Exercise goal: Leave every picture behind and copy the rest of the entries below exactly.
━━ Data supplied ━━
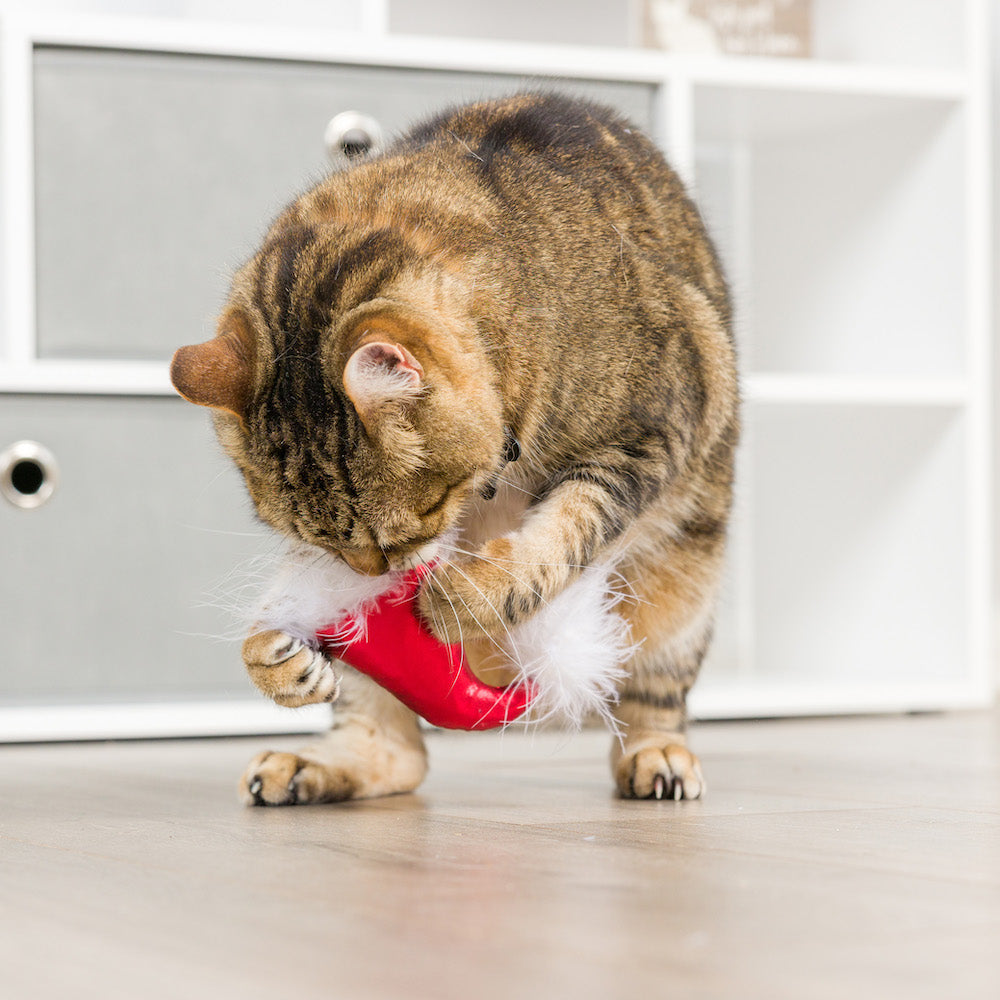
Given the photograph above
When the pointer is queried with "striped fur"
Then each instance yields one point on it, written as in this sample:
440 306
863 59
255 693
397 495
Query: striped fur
537 269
━━━
Solution to this exercise:
Given the photograph above
When the pointer is queried with "striped fur"
Then each instance yields one point on it, written as in this sample:
440 306
863 59
255 693
397 495
Query: striped fur
537 269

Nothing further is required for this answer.